# Microsoft to bid for Yahoo in $44billion deal



## bvbfan (1 February 2008)

Breaking news

MSFT bids $31 for Yahoo

Futures spiking


----------



## mayk (1 February 2008)

At least it will help finish NASDAQ in green tonight


----------



## Nyden (1 February 2008)

Selfish Americans.

I was hoping for a massive drop of indiscriminate selling ... looking less & less likely :

I don't even know why they're after Yahoo? Surely this new search-engine fad is going to wear off. At least Microsoft actually sell tangible products.


----------



## roland (1 February 2008)

Funny how channel 9 inflated the bid to $50 billion, probably doesn't really sound like much of a difference - but hey, I'll take the difference anyday.

Obviously a missing link for Microsoft, if they gain Yahoo then MicroSoft will certainly be closing the gap on total "out of the box" desktop ownership.

I would love to see the day MicroSoft make a takeover bid for Apple - wow, wouldn't that make news!


----------



## mayk (1 February 2008)

Yeah APPLE , MSFT, YHOO and GOOG the biggest, baddest and the ultimate company, which can manipulate people life, like never before. Just like Big corporation in Resident evil? 


On a side note the current plight of Yahoo might force this offer to go further than last time. Yahoo is in deep shift right now, and its investors will look MS as a saviour. A very timely decision from MS indeed.

Dreamlarge


----------



## bloggs_oz (2 February 2008)
━━━━━━━━━━━━━━━━
▶ REQUIREMENT 1:
Select every line in the records that contains the string "metal", matching case exactly.

▶ EXTRACTED ENTRIES:
━━━━━━━━━━━━━━━━
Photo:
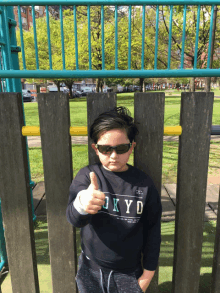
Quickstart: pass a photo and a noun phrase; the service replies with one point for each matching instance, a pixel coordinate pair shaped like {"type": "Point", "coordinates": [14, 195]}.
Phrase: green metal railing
{"type": "Point", "coordinates": [8, 70]}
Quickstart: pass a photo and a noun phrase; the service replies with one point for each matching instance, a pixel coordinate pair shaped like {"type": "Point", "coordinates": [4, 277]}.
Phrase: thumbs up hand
{"type": "Point", "coordinates": [95, 199]}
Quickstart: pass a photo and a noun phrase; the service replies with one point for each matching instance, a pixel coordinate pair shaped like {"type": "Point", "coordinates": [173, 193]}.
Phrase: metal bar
{"type": "Point", "coordinates": [8, 47]}
{"type": "Point", "coordinates": [156, 38]}
{"type": "Point", "coordinates": [143, 36]}
{"type": "Point", "coordinates": [7, 38]}
{"type": "Point", "coordinates": [35, 37]}
{"type": "Point", "coordinates": [48, 37]}
{"type": "Point", "coordinates": [62, 37]}
{"type": "Point", "coordinates": [109, 73]}
{"type": "Point", "coordinates": [82, 130]}
{"type": "Point", "coordinates": [183, 38]}
{"type": "Point", "coordinates": [116, 37]}
{"type": "Point", "coordinates": [89, 38]}
{"type": "Point", "coordinates": [21, 36]}
{"type": "Point", "coordinates": [103, 38]}
{"type": "Point", "coordinates": [129, 39]}
{"type": "Point", "coordinates": [110, 2]}
{"type": "Point", "coordinates": [75, 33]}
{"type": "Point", "coordinates": [170, 36]}
{"type": "Point", "coordinates": [197, 37]}
{"type": "Point", "coordinates": [210, 37]}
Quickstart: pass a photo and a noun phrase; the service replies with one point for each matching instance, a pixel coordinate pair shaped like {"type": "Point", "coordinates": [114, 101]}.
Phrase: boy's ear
{"type": "Point", "coordinates": [133, 145]}
{"type": "Point", "coordinates": [95, 149]}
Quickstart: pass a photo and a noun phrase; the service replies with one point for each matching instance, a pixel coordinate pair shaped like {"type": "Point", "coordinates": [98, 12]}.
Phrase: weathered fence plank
{"type": "Point", "coordinates": [97, 103]}
{"type": "Point", "coordinates": [16, 197]}
{"type": "Point", "coordinates": [195, 119]}
{"type": "Point", "coordinates": [215, 287]}
{"type": "Point", "coordinates": [57, 160]}
{"type": "Point", "coordinates": [149, 112]}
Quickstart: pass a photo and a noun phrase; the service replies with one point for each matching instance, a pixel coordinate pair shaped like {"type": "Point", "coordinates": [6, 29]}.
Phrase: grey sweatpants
{"type": "Point", "coordinates": [92, 280]}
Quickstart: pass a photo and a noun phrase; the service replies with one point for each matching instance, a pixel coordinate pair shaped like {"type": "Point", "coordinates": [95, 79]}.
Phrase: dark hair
{"type": "Point", "coordinates": [117, 118]}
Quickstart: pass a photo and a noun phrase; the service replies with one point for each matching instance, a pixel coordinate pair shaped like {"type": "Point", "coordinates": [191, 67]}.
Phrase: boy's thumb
{"type": "Point", "coordinates": [94, 181]}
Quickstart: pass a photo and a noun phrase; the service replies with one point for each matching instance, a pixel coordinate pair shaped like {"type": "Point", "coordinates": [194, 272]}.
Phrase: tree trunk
{"type": "Point", "coordinates": [192, 84]}
{"type": "Point", "coordinates": [141, 84]}
{"type": "Point", "coordinates": [97, 85]}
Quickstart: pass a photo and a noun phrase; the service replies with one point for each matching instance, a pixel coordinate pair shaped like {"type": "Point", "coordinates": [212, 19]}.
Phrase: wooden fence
{"type": "Point", "coordinates": [54, 115]}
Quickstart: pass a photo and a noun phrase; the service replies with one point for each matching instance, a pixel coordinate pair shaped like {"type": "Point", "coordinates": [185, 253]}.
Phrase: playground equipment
{"type": "Point", "coordinates": [195, 130]}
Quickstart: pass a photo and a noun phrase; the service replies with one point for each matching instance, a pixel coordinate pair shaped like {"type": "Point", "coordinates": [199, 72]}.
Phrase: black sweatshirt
{"type": "Point", "coordinates": [126, 226]}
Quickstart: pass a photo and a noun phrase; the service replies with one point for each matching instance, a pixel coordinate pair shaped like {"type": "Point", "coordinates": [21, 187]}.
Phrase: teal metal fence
{"type": "Point", "coordinates": [86, 70]}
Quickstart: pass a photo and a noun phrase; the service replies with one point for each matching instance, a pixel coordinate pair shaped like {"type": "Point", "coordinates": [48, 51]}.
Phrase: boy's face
{"type": "Point", "coordinates": [114, 162]}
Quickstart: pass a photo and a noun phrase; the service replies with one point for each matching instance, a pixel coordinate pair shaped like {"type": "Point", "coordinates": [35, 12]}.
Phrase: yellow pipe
{"type": "Point", "coordinates": [82, 131]}
{"type": "Point", "coordinates": [172, 130]}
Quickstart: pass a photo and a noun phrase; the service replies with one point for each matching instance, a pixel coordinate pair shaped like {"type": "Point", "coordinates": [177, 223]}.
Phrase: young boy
{"type": "Point", "coordinates": [118, 210]}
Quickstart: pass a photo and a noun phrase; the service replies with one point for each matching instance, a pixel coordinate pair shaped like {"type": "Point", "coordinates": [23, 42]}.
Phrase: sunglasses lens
{"type": "Point", "coordinates": [122, 149]}
{"type": "Point", "coordinates": [104, 149]}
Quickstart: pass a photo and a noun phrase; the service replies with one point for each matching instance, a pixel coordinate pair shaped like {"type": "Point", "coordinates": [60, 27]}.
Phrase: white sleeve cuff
{"type": "Point", "coordinates": [77, 204]}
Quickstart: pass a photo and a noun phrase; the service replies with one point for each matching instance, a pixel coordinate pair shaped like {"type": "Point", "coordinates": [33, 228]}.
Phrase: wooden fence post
{"type": "Point", "coordinates": [97, 103]}
{"type": "Point", "coordinates": [16, 197]}
{"type": "Point", "coordinates": [215, 287]}
{"type": "Point", "coordinates": [195, 119]}
{"type": "Point", "coordinates": [149, 112]}
{"type": "Point", "coordinates": [57, 160]}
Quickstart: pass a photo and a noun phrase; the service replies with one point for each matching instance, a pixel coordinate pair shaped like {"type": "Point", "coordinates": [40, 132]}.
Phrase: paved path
{"type": "Point", "coordinates": [35, 141]}
{"type": "Point", "coordinates": [168, 197]}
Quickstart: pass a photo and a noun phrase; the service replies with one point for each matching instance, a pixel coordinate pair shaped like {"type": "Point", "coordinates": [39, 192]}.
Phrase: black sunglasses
{"type": "Point", "coordinates": [107, 149]}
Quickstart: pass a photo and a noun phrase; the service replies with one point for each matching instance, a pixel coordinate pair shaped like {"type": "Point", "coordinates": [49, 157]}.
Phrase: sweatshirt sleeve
{"type": "Point", "coordinates": [152, 230]}
{"type": "Point", "coordinates": [79, 183]}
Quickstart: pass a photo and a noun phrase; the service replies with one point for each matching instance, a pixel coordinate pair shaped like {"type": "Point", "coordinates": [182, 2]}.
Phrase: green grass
{"type": "Point", "coordinates": [166, 258]}
{"type": "Point", "coordinates": [170, 159]}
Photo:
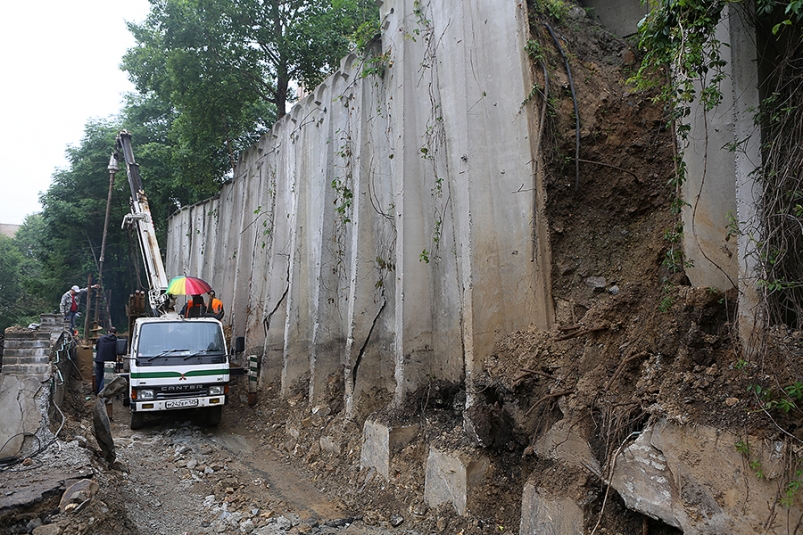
━━━━━━━━━━━━━━━━
▶ REQUIREMENT 2:
Answer these questions about the thread on Microsoft's Yahoo bid:
(a) What per-share figure does the first post give for Microsoft's bid?
(b) According to roland, what figure did channel 9 inflate the bid to?
(c) Which company would roland love to see Microsoft make a takeover bid for?

▶ PROBLEM SOLUTION 1:
Phrase: green metal railing
Phrase: metal bar
Phrase: teal metal fence

▶ PROBLEM SOLUTION 2:
(a) $31
(b) $50 billion
(c) Apple